Exercise - Every entry below should be reproduced exactly, with all pictures left out.

Exercise data -

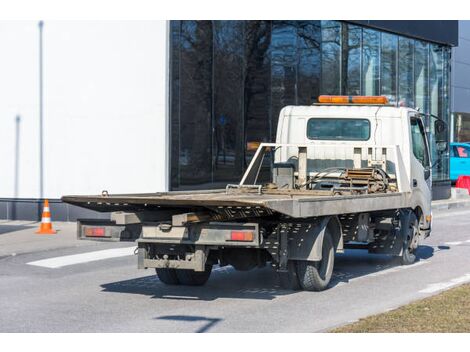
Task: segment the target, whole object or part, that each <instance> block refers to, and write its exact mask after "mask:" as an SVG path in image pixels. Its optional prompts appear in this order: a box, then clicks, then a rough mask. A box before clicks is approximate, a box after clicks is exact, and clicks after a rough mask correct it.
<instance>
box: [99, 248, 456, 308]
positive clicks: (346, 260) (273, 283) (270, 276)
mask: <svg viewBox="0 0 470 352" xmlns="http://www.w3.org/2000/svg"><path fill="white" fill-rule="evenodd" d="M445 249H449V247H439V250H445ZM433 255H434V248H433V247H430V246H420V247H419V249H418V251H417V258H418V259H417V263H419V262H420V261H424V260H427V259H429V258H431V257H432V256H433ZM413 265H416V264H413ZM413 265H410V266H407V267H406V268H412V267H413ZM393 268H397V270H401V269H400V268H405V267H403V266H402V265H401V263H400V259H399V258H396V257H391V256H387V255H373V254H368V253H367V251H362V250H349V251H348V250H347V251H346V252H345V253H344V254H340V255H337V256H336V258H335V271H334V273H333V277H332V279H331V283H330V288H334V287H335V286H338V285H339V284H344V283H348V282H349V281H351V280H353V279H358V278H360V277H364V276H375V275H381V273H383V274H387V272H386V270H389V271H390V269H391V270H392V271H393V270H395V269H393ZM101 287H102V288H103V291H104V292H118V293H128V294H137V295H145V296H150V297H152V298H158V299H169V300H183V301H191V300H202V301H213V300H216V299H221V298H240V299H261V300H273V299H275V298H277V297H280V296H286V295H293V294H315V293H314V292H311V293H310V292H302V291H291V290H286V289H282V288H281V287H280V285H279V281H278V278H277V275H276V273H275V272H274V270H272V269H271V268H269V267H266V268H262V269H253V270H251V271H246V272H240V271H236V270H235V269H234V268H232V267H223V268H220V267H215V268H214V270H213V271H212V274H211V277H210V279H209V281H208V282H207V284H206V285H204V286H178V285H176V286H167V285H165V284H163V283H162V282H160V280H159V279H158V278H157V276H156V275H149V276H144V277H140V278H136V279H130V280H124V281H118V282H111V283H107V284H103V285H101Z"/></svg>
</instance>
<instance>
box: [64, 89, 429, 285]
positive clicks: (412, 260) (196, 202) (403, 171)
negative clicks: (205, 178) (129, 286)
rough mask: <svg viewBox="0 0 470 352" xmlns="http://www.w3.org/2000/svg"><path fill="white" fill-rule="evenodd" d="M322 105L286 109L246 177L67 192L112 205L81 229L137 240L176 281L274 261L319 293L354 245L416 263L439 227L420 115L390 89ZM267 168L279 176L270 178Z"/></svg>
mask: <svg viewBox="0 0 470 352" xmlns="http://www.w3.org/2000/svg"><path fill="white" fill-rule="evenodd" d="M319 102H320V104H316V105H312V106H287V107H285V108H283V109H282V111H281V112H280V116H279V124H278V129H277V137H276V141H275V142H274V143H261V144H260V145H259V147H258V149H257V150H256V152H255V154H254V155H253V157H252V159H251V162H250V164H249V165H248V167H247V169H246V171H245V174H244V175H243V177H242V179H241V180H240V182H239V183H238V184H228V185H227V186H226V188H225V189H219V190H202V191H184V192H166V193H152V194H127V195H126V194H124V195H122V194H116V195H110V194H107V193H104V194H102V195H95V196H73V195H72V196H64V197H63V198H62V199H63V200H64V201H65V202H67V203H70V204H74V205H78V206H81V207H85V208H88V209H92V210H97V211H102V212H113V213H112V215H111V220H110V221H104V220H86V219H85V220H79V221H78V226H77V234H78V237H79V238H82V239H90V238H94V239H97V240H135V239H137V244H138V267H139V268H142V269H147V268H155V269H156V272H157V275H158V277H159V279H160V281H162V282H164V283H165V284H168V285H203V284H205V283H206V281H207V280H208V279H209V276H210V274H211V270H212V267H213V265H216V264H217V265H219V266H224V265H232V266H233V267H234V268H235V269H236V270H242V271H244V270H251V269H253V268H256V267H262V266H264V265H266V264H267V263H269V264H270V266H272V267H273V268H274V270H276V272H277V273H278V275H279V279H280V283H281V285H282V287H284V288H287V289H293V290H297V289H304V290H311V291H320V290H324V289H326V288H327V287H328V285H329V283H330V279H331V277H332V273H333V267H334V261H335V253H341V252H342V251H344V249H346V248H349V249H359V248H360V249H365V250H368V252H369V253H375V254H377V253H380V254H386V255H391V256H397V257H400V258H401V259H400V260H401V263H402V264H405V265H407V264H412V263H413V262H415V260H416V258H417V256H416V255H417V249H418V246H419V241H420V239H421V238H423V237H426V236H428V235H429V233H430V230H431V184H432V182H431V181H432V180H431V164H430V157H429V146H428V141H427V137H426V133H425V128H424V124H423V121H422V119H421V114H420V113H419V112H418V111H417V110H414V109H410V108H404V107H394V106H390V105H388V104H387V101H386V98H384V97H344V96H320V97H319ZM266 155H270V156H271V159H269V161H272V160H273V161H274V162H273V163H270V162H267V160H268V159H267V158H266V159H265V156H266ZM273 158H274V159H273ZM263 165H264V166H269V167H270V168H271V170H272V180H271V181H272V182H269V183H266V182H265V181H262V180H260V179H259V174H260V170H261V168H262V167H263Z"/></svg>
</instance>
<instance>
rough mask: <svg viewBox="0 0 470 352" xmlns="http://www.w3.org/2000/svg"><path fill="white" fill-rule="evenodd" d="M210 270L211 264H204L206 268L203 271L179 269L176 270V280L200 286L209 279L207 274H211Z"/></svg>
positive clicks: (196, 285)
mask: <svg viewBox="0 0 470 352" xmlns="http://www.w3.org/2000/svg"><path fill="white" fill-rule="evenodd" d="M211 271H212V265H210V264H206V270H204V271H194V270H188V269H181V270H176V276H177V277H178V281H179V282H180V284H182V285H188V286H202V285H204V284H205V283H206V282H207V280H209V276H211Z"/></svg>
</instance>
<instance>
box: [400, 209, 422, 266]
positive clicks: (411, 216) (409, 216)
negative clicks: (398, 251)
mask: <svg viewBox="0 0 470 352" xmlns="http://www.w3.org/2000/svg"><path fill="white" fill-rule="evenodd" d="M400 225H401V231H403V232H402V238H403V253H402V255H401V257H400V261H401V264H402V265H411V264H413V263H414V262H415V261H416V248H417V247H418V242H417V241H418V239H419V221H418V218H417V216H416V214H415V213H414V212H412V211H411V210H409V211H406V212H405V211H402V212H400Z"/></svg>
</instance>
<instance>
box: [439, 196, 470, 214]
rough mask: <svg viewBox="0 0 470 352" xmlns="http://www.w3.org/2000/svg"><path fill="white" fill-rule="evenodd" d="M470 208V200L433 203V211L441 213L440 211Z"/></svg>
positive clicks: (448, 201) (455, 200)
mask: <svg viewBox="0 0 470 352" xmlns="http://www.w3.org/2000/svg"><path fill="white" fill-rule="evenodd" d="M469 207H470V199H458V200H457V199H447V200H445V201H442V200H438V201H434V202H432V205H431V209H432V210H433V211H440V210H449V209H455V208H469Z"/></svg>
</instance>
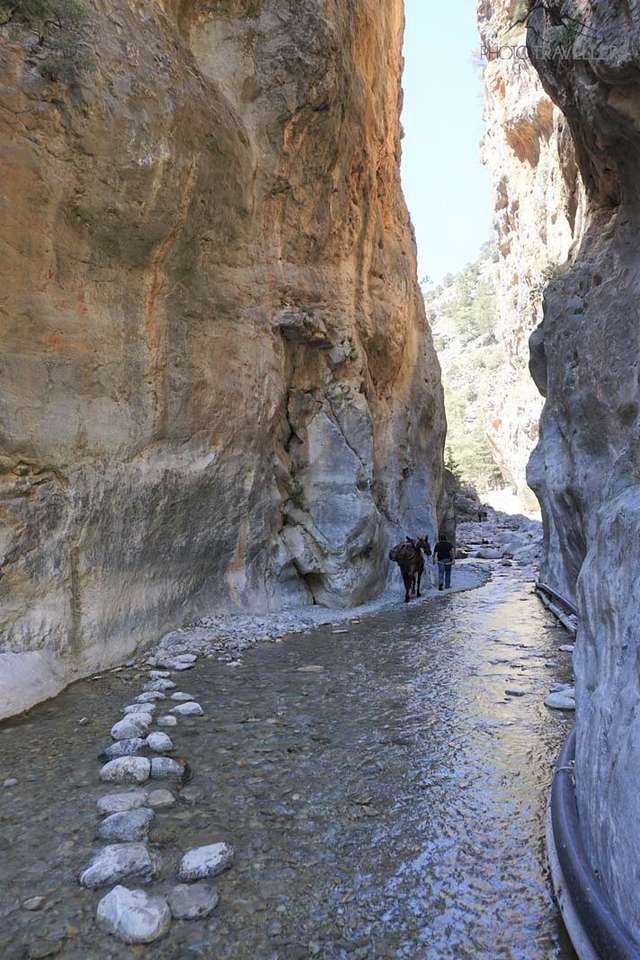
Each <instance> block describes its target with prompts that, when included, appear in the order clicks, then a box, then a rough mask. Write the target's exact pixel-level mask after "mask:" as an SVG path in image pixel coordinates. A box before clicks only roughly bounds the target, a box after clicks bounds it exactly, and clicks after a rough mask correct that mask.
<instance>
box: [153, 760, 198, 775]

Response area -
Task: segment the target, whole object or part, that each <instance> block refers to, and write its exact mask after "mask:" as an SVG path in image pixels. Its optional prompts appear in this order: a box, then clicks, then a rough mask. A box before clicks is approximate, a box after clicks is exact, and clicks after a rough mask correct it.
<instance>
box: [99, 248, 456, 308]
positive clicks: (346, 260) (273, 283) (270, 276)
mask: <svg viewBox="0 0 470 352" xmlns="http://www.w3.org/2000/svg"><path fill="white" fill-rule="evenodd" d="M445 249H449V247H439V250H445ZM433 255H434V248H433V247H430V246H420V247H419V249H418V251H417V258H418V259H417V263H419V262H420V261H424V260H427V259H429V258H431V257H432V256H433ZM413 265H416V264H413ZM413 265H410V266H407V267H406V268H412V267H413ZM393 268H397V270H401V269H400V268H405V267H403V266H402V265H401V263H400V259H399V258H396V257H391V256H387V255H373V254H368V253H367V251H362V250H349V251H348V250H347V251H346V252H345V253H344V254H340V255H337V256H336V258H335V271H334V273H333V277H332V279H331V283H330V288H334V287H335V286H338V285H339V284H344V283H348V282H349V281H351V280H353V279H358V278H360V277H364V276H375V275H381V273H383V274H387V272H386V270H389V271H390V269H391V270H392V271H393V270H395V269H393ZM101 287H102V288H103V291H104V292H118V293H128V294H137V295H145V296H150V297H152V298H158V299H169V300H183V301H191V300H202V301H213V300H216V299H221V298H240V299H261V300H273V299H275V298H277V297H280V296H286V295H293V294H315V293H314V292H311V293H310V292H302V291H291V290H286V289H282V288H281V287H280V285H279V281H278V278H277V275H276V273H275V272H274V270H272V269H271V268H269V267H266V268H262V269H253V270H251V271H246V272H240V271H236V270H235V269H234V268H232V267H223V268H220V267H215V268H214V270H213V271H212V274H211V277H210V279H209V281H208V282H207V284H206V285H204V286H178V285H176V286H167V285H165V284H163V283H162V282H160V280H159V279H158V278H157V276H156V275H149V276H144V277H140V278H136V279H130V280H124V281H118V282H111V283H107V284H103V285H101Z"/></svg>
</instance>
<instance>
box: [64, 89, 429, 285]
positive clicks: (412, 260) (196, 202) (403, 171)
negative clicks: (205, 178) (129, 286)
rough mask: <svg viewBox="0 0 470 352" xmlns="http://www.w3.org/2000/svg"><path fill="white" fill-rule="evenodd" d="M322 105L286 109L246 177L67 192L112 205L81 229L137 240L176 281L274 261L319 293L354 245L416 263L439 227L420 115L390 89ZM267 168L279 176L270 178Z"/></svg>
mask: <svg viewBox="0 0 470 352" xmlns="http://www.w3.org/2000/svg"><path fill="white" fill-rule="evenodd" d="M319 102H320V104H316V105H312V106H287V107H285V108H283V109H282V111H281V112H280V116H279V124H278V129H277V137H276V141H275V142H274V143H261V144H260V145H259V147H258V149H257V150H256V152H255V154H254V155H253V157H252V159H251V162H250V164H249V165H248V167H247V169H246V171H245V174H244V175H243V177H242V179H241V180H240V182H239V183H238V184H228V185H227V186H226V188H225V189H219V190H202V191H184V192H166V193H152V194H127V195H126V194H124V195H122V194H116V195H110V194H107V193H104V194H102V195H95V196H73V195H72V196H64V197H63V198H62V199H63V200H64V201H65V202H67V203H70V204H74V205H78V206H81V207H85V208H88V209H92V210H97V211H102V212H113V213H112V215H111V220H110V221H104V220H86V219H85V220H79V221H78V226H77V234H78V237H79V238H82V239H90V238H94V239H97V240H135V239H137V244H138V267H139V268H142V269H147V268H155V269H156V272H157V275H158V277H159V279H160V281H162V282H164V283H165V284H168V285H203V284H205V283H206V281H207V280H208V279H209V276H210V274H211V270H212V267H213V265H216V264H217V265H219V266H224V265H232V266H233V267H234V268H235V269H236V270H242V271H244V270H251V269H253V268H256V267H262V266H264V265H266V264H267V263H269V264H270V266H272V267H273V268H274V270H276V272H277V273H278V275H279V279H280V283H281V285H282V287H284V288H287V289H293V290H297V289H304V290H311V291H320V290H324V289H326V288H327V287H328V285H329V283H330V279H331V277H332V273H333V267H334V261H335V253H341V252H342V251H344V249H346V248H349V249H359V248H360V249H365V250H368V252H369V253H375V254H377V253H380V254H386V255H391V256H397V257H400V258H401V259H400V260H401V263H402V264H405V265H407V264H412V263H413V262H415V260H416V258H417V256H416V255H417V249H418V246H419V241H420V239H421V238H423V237H426V236H428V235H429V233H430V230H431V184H432V182H431V181H432V180H431V164H430V157H429V146H428V141H427V137H426V133H425V128H424V124H423V121H422V119H421V114H420V113H419V112H418V111H417V110H414V109H410V108H404V107H394V106H390V105H388V104H387V101H386V98H384V97H344V96H320V97H319ZM266 155H270V156H271V159H269V161H272V160H273V161H274V162H273V163H270V162H267V160H268V159H267V158H266V159H265V156H266ZM273 158H274V159H273ZM263 165H264V166H269V167H270V168H271V170H272V180H271V181H272V182H269V183H266V182H265V181H262V180H260V179H259V174H260V170H261V168H262V167H263Z"/></svg>
</instance>
<instance>
rough mask: <svg viewBox="0 0 470 352" xmlns="http://www.w3.org/2000/svg"><path fill="white" fill-rule="evenodd" d="M210 270L211 264H204L206 268L203 271L179 269L176 270V280L200 286L209 279L207 274H211Z"/></svg>
positive clicks: (196, 285)
mask: <svg viewBox="0 0 470 352" xmlns="http://www.w3.org/2000/svg"><path fill="white" fill-rule="evenodd" d="M211 271H212V265H210V264H206V270H204V271H194V270H188V269H181V270H176V276H177V277H178V281H179V282H180V284H182V285H188V286H202V285H204V284H205V283H206V282H207V280H209V276H211Z"/></svg>
</instance>
<instance>
box: [400, 209, 422, 266]
positive clicks: (411, 216) (409, 216)
negative clicks: (398, 251)
mask: <svg viewBox="0 0 470 352" xmlns="http://www.w3.org/2000/svg"><path fill="white" fill-rule="evenodd" d="M400 225H401V231H403V232H402V238H403V253H402V255H401V257H400V261H401V264H402V265H411V264H413V263H414V262H415V261H416V248H417V247H418V242H417V241H418V239H419V221H418V218H417V216H416V214H415V213H414V212H412V211H411V210H409V211H406V212H405V211H402V212H400Z"/></svg>
</instance>
<instance>
box: [439, 196, 470, 214]
rough mask: <svg viewBox="0 0 470 352" xmlns="http://www.w3.org/2000/svg"><path fill="white" fill-rule="evenodd" d="M470 208V200L433 203V211L441 213L440 211Z"/></svg>
positive clicks: (448, 201) (455, 200)
mask: <svg viewBox="0 0 470 352" xmlns="http://www.w3.org/2000/svg"><path fill="white" fill-rule="evenodd" d="M469 207H470V199H458V200H457V199H447V200H445V201H442V200H438V201H434V202H432V205H431V209H432V210H433V211H440V210H449V209H455V208H469Z"/></svg>
</instance>
Each <instance> block describes its target with prompts that, when included, appear in the order clicks, then a box, then a rough mask. Write the target's exact pixel-level mask after "mask:" as an SVG path in image pixel coordinates. A box before clicks only roughly bounds the target, a box after clicks bounds it exactly, and clicks after a rough mask correct that mask.
<instance>
box: [153, 760, 198, 775]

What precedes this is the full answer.